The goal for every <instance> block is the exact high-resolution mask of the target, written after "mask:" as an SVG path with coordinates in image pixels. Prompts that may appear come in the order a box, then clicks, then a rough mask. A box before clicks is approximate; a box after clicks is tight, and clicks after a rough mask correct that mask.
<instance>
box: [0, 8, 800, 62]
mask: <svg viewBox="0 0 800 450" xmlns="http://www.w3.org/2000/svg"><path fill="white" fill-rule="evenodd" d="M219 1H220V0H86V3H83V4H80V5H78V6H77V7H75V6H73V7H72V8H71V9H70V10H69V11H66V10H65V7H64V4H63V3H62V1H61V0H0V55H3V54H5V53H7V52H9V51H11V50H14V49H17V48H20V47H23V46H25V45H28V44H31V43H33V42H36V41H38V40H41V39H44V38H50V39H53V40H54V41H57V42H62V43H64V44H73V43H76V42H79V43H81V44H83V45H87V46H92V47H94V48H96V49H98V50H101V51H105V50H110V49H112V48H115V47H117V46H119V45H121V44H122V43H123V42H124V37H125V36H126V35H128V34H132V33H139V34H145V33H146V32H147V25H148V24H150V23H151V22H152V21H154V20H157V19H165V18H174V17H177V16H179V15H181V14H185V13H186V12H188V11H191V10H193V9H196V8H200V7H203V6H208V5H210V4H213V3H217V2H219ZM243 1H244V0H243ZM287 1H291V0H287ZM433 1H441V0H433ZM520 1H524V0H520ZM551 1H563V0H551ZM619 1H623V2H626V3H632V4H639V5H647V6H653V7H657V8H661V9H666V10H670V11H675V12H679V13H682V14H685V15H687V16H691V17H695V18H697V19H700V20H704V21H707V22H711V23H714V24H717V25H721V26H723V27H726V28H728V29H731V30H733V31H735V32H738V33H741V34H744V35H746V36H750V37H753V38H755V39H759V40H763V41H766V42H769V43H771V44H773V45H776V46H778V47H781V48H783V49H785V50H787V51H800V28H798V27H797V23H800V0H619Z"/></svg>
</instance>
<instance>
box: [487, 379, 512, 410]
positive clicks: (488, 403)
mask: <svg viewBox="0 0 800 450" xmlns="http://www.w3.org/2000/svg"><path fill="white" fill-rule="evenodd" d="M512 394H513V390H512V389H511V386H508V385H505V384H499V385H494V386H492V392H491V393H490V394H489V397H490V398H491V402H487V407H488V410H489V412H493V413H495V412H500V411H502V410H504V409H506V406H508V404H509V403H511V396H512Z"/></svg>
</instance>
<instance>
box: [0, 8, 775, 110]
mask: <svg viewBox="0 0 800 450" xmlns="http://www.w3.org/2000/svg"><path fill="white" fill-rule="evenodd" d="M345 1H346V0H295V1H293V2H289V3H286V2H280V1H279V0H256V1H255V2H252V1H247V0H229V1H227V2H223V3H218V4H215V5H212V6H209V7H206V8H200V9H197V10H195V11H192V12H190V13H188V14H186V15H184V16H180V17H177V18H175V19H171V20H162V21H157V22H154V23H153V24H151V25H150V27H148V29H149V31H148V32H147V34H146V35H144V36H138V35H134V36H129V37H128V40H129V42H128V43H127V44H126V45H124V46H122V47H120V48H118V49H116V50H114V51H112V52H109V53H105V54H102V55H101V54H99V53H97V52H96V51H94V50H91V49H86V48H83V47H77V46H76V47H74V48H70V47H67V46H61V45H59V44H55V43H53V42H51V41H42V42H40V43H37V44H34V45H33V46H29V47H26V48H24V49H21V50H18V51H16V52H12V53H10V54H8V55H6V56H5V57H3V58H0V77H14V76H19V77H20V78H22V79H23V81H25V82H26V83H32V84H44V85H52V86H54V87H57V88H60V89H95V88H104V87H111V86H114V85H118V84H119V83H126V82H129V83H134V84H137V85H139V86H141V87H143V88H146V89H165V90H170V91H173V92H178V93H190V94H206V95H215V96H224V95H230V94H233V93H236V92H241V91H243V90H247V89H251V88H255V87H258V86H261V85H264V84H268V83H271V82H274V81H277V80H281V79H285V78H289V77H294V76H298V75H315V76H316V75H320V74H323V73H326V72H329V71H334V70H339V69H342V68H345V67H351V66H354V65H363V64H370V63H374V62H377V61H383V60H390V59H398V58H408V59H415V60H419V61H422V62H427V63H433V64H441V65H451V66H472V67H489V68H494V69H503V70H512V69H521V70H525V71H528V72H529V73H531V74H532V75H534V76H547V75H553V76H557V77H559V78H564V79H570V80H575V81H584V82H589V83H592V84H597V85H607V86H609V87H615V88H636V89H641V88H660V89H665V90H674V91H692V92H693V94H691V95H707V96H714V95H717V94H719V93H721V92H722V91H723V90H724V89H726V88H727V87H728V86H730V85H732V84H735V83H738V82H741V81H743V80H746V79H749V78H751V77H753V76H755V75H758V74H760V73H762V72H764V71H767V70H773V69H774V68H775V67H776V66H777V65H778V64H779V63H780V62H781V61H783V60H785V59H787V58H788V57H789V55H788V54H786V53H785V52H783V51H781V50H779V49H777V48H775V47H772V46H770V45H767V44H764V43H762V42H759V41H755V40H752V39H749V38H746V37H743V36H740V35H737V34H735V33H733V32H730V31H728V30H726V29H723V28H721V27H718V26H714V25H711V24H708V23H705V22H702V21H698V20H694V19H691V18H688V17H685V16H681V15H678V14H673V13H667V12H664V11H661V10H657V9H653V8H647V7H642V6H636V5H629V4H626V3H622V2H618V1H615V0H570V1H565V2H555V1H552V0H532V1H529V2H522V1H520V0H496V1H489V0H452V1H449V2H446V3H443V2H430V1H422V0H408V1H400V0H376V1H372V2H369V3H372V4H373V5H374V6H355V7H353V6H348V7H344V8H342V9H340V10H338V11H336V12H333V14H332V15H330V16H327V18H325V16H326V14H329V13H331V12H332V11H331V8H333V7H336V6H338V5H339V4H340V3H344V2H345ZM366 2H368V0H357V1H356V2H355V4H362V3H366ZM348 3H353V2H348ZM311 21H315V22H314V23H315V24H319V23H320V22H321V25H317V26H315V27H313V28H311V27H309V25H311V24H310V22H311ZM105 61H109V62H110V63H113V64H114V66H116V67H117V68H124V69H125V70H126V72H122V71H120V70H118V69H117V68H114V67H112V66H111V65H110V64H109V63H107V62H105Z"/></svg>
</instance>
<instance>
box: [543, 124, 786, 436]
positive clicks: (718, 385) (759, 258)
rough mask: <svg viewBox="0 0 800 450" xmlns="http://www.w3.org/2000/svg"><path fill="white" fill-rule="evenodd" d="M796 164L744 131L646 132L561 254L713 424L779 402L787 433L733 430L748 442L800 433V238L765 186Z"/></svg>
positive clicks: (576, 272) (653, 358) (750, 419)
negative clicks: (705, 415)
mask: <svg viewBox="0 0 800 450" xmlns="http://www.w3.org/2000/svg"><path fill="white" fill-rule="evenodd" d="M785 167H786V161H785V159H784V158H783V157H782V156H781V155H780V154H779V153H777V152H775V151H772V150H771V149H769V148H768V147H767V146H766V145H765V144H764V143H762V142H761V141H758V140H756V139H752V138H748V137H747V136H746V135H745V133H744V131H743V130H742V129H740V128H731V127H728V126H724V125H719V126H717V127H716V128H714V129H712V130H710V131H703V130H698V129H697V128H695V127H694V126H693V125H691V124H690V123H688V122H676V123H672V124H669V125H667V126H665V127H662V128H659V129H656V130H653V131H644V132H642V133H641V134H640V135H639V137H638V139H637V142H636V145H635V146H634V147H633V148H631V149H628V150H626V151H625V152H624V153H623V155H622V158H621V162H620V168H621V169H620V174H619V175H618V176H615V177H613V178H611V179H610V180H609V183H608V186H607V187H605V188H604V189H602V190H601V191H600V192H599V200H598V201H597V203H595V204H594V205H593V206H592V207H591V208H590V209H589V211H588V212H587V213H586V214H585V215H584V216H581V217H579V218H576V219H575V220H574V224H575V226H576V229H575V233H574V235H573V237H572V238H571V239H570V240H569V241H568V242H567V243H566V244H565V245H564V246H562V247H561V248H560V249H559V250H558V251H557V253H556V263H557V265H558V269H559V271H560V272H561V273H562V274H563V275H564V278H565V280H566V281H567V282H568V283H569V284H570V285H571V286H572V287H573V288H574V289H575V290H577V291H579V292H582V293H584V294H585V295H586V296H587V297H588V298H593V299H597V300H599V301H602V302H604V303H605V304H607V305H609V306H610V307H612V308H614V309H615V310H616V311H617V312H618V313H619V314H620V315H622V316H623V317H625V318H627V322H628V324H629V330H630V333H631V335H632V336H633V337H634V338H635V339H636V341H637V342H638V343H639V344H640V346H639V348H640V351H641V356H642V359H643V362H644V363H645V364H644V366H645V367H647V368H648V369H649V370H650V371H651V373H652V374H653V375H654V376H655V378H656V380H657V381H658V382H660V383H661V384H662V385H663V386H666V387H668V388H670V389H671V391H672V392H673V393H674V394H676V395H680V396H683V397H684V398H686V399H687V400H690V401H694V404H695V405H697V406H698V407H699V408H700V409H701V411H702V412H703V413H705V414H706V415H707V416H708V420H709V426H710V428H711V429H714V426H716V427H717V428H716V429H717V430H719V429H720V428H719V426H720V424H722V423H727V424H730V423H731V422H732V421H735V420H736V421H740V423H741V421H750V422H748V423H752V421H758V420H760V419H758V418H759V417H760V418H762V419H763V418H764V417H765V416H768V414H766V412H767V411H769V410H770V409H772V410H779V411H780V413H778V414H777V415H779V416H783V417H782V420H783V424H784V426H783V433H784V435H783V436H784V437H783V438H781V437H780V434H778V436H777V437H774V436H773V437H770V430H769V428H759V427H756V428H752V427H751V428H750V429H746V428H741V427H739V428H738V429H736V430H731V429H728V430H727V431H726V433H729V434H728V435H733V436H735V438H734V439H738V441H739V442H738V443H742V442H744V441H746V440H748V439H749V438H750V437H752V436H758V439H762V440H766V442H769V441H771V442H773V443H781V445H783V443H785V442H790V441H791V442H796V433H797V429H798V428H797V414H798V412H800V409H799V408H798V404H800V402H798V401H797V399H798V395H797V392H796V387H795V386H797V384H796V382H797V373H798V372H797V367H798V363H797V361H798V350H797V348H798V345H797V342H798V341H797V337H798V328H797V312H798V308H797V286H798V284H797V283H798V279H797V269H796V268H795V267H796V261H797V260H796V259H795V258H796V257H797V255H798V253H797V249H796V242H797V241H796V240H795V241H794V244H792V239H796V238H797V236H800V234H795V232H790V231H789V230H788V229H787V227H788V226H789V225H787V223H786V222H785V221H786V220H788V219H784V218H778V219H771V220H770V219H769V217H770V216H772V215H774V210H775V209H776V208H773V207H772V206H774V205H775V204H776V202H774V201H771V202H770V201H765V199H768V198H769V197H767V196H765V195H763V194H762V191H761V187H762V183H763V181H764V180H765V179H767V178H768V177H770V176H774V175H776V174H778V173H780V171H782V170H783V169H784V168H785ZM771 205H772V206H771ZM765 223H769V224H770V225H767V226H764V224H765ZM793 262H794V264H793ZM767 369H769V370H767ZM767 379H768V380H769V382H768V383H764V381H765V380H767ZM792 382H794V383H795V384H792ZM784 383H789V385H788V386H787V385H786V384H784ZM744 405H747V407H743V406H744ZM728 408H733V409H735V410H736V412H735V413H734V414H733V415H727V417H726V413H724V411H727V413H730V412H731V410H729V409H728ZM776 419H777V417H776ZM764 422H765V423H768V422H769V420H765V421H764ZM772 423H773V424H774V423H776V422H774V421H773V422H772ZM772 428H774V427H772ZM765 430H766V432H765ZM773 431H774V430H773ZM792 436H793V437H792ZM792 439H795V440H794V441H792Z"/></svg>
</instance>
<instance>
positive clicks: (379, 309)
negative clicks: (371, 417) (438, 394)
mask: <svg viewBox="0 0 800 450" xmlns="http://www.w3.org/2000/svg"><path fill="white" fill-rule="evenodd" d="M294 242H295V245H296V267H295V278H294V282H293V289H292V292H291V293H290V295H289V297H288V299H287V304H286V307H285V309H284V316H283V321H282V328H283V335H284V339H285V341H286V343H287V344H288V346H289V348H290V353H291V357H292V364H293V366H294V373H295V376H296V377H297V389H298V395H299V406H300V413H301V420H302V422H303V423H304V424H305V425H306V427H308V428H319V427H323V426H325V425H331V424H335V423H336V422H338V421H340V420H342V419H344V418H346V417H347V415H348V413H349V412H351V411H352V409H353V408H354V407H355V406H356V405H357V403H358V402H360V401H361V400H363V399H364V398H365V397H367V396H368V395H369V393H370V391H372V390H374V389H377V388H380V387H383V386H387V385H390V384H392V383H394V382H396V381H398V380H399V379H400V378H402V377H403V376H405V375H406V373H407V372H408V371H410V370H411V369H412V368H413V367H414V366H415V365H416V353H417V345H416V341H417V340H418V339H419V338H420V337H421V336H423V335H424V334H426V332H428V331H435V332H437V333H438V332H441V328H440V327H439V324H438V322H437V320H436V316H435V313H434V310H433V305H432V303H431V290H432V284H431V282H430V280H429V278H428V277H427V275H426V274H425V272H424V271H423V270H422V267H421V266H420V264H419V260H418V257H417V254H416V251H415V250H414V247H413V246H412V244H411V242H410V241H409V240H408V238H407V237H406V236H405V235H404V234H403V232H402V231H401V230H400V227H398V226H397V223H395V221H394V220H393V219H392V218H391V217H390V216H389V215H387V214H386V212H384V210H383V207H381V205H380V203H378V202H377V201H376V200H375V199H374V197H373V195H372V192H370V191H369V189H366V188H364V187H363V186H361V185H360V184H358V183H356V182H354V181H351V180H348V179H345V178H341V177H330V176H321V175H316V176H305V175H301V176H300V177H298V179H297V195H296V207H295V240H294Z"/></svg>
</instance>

- [WORK ITEM]
Retype the data word for word, starting at its first line and stopping after the line that contains "box: [0, 8, 800, 62]".

- [WRITTEN SOLUTION]
The goal for every <instance> block is the exact high-resolution mask of the target, written after "mask:" as an SVG path with coordinates in image pixels. Prompts that may appear come in the order a box, then clicks, then a rough mask. A box before clicks is approximate; a box after clicks is tight, and clicks after a rough mask correct that mask.
<instance>
box: [0, 8, 800, 62]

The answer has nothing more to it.